■ Uit te voeren:
1. Vervang in de te lezen tekst "Karelsbrug" door "Karlsbrug" en geef het gedeelte weer dat begint bij "Naast meer dan" en eindigt bij "zullen hem missen.".
2. Zet de te lezen tekst voort, aansluitend op de laatste zin.

■ Te lezen tekst:
+++

Naast meer dan 200 andere godsdienstige werken (oratoria, motetten, kerst­liederen, vespers, enz.) schreef hij een 150–tal missen en circa 20 requiems.

*Soms nam Führer de schuilnaam Jan Nepomuk aan. Deze legendarische Praagse kanunnik, die in 1729 heilig werd verklaard, kreeg als eerste een standbeeld op de Praagse Karelsbrug.

Varia

In memoriam

Met droefheid vernamen we het overlijden op 15 februari 2008 van Herwig Pieters (74 jaar), vader van Beatrijs (koorlid). Hij was een goede vriend van het koor. Als koster–organist heeft hij ons jarenlang begeleid in "zijn" Onze–Lieve–Vrouwekerk in De Panne. Daarnaast mochten wij ook vele jaren beroep op hem doen voor ons jaarlijks sinterklaasfeest. Wij zijn hem dankbaar voor de vriendschap en genegenheid en we zullen hem missen.

Proficiat

Christiane mocht zich op 2 februari 2008 verheugen bij de geboorte van haar eerste kleinkind Hippolyne, dochtertje van Maarten Windels en Charlotte Vanden Brande.

De "zingende Rus" met de onafscheidelijke pelsmuts zwijgt voor eeuwig

Op 27 februari 2008 overleed op 76–jarige leeftijd Ivan Rebroff. De zanger met de zware basbaritonstem bezweek aan een hartstilstand in een ziekenhuis in Frankfurt. Rebroff, of Hans–Rolf Rippert bij de burgerlijke stand, werd geboren in Spandau (Berlijn). Zijn moeder was een Russische. Hij specialiseerde zich al vroeg in Russische folklore. Hij werd onder meer beroemd door zijn vertolking van het lied Kalinka. Veertig jaar lang genoot hij met zijn diepe stem wereldfaam in de showbusiness. Naar eigen zeggen kon zijn volumineuze stem 4,5 octaven aan. Hij zong een kleine vijftig gouden platen bijeen. Rebroff leefde de laatste tijd op het Griekse eiland Skopelos.

+++

■ Geëxtraheerde gegevens:
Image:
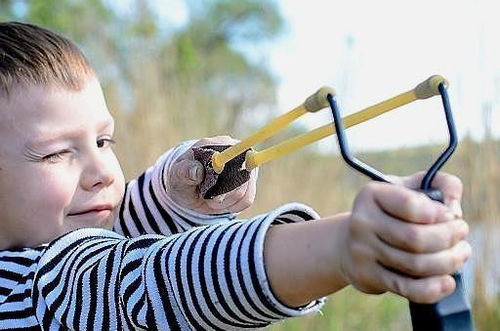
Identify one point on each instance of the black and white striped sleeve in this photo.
(208, 278)
(147, 208)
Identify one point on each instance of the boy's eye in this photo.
(105, 142)
(55, 157)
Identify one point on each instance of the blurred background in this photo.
(174, 70)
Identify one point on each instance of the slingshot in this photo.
(453, 313)
(312, 104)
(241, 158)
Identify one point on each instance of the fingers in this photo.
(238, 199)
(371, 276)
(450, 185)
(424, 290)
(408, 205)
(420, 238)
(442, 262)
(188, 172)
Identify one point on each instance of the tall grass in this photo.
(163, 115)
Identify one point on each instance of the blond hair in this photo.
(32, 55)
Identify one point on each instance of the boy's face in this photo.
(57, 169)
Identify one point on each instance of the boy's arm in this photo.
(207, 278)
(395, 240)
(164, 200)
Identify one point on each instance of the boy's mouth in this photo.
(93, 209)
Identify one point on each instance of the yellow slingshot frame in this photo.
(314, 103)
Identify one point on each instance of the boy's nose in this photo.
(97, 173)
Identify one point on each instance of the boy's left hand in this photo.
(187, 173)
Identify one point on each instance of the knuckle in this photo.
(398, 286)
(410, 202)
(417, 266)
(415, 239)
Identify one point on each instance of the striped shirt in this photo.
(162, 268)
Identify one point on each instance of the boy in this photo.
(174, 261)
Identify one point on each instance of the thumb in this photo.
(189, 172)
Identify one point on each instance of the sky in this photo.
(373, 50)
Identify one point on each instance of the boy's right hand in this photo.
(187, 173)
(401, 241)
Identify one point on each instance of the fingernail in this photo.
(463, 230)
(447, 285)
(455, 206)
(195, 172)
(220, 198)
(449, 215)
(464, 249)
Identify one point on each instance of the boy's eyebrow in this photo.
(54, 136)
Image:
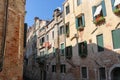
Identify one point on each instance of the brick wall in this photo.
(13, 52)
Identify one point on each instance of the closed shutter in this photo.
(93, 11)
(103, 8)
(83, 21)
(82, 49)
(116, 38)
(62, 49)
(112, 2)
(100, 43)
(76, 21)
(68, 52)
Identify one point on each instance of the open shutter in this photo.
(93, 11)
(76, 21)
(83, 21)
(103, 8)
(112, 2)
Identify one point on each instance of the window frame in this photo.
(99, 75)
(113, 40)
(86, 72)
(79, 2)
(67, 9)
(100, 48)
(62, 68)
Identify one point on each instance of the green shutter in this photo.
(100, 42)
(76, 21)
(68, 51)
(83, 21)
(62, 46)
(112, 2)
(93, 11)
(82, 49)
(116, 38)
(103, 8)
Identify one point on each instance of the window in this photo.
(100, 43)
(53, 34)
(115, 5)
(82, 48)
(47, 37)
(116, 38)
(42, 40)
(79, 2)
(84, 72)
(62, 68)
(62, 48)
(42, 53)
(53, 51)
(99, 12)
(61, 30)
(80, 21)
(67, 29)
(47, 67)
(53, 68)
(68, 51)
(102, 75)
(67, 9)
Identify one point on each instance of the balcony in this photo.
(99, 21)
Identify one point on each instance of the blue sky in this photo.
(41, 8)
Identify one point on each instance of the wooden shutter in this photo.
(116, 38)
(68, 51)
(82, 49)
(83, 21)
(76, 21)
(112, 3)
(93, 11)
(103, 8)
(100, 42)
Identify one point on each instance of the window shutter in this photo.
(83, 21)
(116, 38)
(82, 49)
(93, 11)
(100, 42)
(103, 8)
(76, 21)
(85, 47)
(68, 51)
(112, 2)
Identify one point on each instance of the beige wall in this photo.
(13, 55)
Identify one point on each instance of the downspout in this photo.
(4, 34)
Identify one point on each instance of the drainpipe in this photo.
(4, 34)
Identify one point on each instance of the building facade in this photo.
(32, 69)
(12, 15)
(93, 29)
(82, 42)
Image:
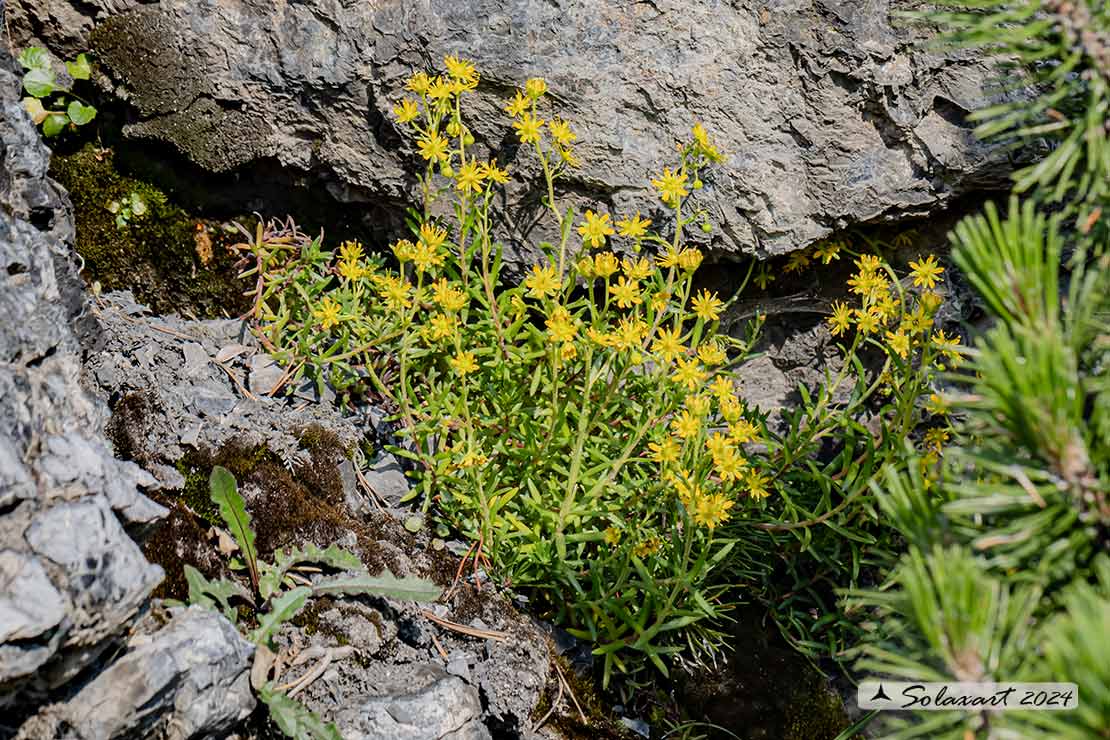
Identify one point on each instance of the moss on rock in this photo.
(172, 261)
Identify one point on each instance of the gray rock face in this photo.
(194, 668)
(827, 113)
(72, 579)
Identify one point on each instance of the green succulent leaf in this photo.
(224, 494)
(282, 609)
(80, 113)
(294, 719)
(411, 589)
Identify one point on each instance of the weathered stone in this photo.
(828, 113)
(189, 679)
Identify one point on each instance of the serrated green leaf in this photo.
(34, 58)
(282, 609)
(79, 69)
(271, 577)
(224, 494)
(294, 719)
(80, 113)
(413, 589)
(39, 82)
(54, 123)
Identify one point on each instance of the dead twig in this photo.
(463, 629)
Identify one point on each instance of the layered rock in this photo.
(830, 113)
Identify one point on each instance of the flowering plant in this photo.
(581, 428)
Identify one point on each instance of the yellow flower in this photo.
(432, 235)
(561, 132)
(328, 314)
(461, 70)
(936, 438)
(595, 229)
(406, 110)
(937, 405)
(636, 269)
(718, 444)
(441, 90)
(626, 293)
(351, 270)
(710, 512)
(707, 306)
(426, 256)
(712, 354)
(494, 173)
(561, 325)
(535, 87)
(926, 272)
(686, 425)
(899, 343)
(730, 407)
(433, 148)
(672, 186)
(394, 292)
(468, 179)
(722, 387)
(669, 259)
(664, 452)
(634, 227)
(757, 486)
(868, 321)
(828, 251)
(840, 320)
(542, 282)
(605, 264)
(689, 259)
(797, 262)
(668, 345)
(527, 128)
(688, 373)
(743, 432)
(729, 465)
(698, 405)
(463, 363)
(518, 104)
(419, 83)
(442, 326)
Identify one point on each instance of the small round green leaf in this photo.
(34, 58)
(39, 82)
(54, 124)
(80, 113)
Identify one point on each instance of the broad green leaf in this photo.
(79, 69)
(39, 82)
(282, 609)
(271, 577)
(80, 113)
(36, 110)
(54, 123)
(294, 719)
(225, 495)
(34, 58)
(414, 589)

+++

■ Uitwerking opdrachten:
1.
Naast meer dan 200 andere godsdienstige werken (oratoria, motetten, kerst­liederen, vespers, enz.) schreef hij een 150–tal missen en circa 20 requiems.

*Soms nam Führer de schuilnaam Jan Nepomuk aan. Deze legendarische Praagse kanunnik, die in 1729 heilig werd verklaard, kreeg als eerste een standbeeld op de Praagse Karlsbrug.

Varia

In memoriam

Met droefheid vernamen we het overlijden op 15 februari 2008 van Herwig Pieters (74 jaar), vader van Beatrijs (koorlid). Hij was een goede vriend van het koor. Als koster–organist heeft hij ons jarenlang begeleid in "zijn" Onze–Lieve–Vrouwekerk in De Panne. Daarnaast mochten wij ook vele jaren beroep op hem doen voor ons jaarlijks sinterklaasfeest. Wij zijn hem dankbaar voor de vriendschap en genegenheid en we zullen hem missen.

2.
Koorleden die er bij waren, herinneren zich maar al te goed het optreden van ons koor, samen met Ivan Rebroff, op maandag 15 december 1986. Het kerstconcert bevatte, naast liturgische gezangen uit de Russisch–orthodoxe kerk en enkele klassieke kerstliederen, werken van Bach, Händel, Mozart, Glinka en anderen. Op het orgel speelde Franz Friedl uit Wenen, maar ook onze eigen orgelist Gustaaf Vanheule.

Over muziek gesproken (2)

Muziek wordt terecht de taal van de engelen genoemd.
(Thomas Carlyle)

Als muziek vertaald kon worden in mensentaal, zouden we niet meer hoeven te praten.
(Ned Rorem)

Je kunt onmogelijk langzaam blijven rijden als je naar het laatste deel van de negende van Beethoven luistert.
(Oscar Levant, concertpianist)

Activiteitenkalender

  • Palmzondag, 16 maart, om 11.15 uur in de Sint–Amandskerk.
  • Witte Donderdag, 20 maart, om 19.00 uur in de Sint–Amandskerk.
  • Goede Vrijdag, 21 maart, om 19.00 uur in de Sint–Amandskerk.
  • Paaszaterdag, 22 maart, om 14.30 uur in Ter Dreve
  • en Paaswake, om 20.00 uur in de Sint–Amandskerk.
  • Pasen, 23 maart, om 11.15 uur in de Sint–Amandskerk.
  • Vrijdag 15 augustus om 10.30 uur en om 11.30 uur in de Sint–Bernarduskerk te Nieuwpoort.
  • Zondag 17 augustus om 11.00 uur in de Onze–Lieve–Vrouwekerk te De Panne.
  • Koorreis: zaterdag 13 september (om 07.15 uur ?)
  • Allerheiligen, zaterdag 1 november om 11.00 uur in de Onze–Lieve–Vrouwekerk te De Panne.
  • Allerzielen, zondag 2 november om 19.00 uur in de Sint–Amandskerk te Roeselare.
  • Sint–Cecilia, zaterdag 22 november, om 17.30 uur in de Sint–Amandskerk te Roeselare, waarna koorfeest in de COFAR te Rumbeke.
  • Vrijdag 5 december om 19.30 uur: de Sint komt in het Ruitercentrum.
  • Kerstmis, donderdag 25 december om 11.15 in de Sint–Amandskerk te Roeselare.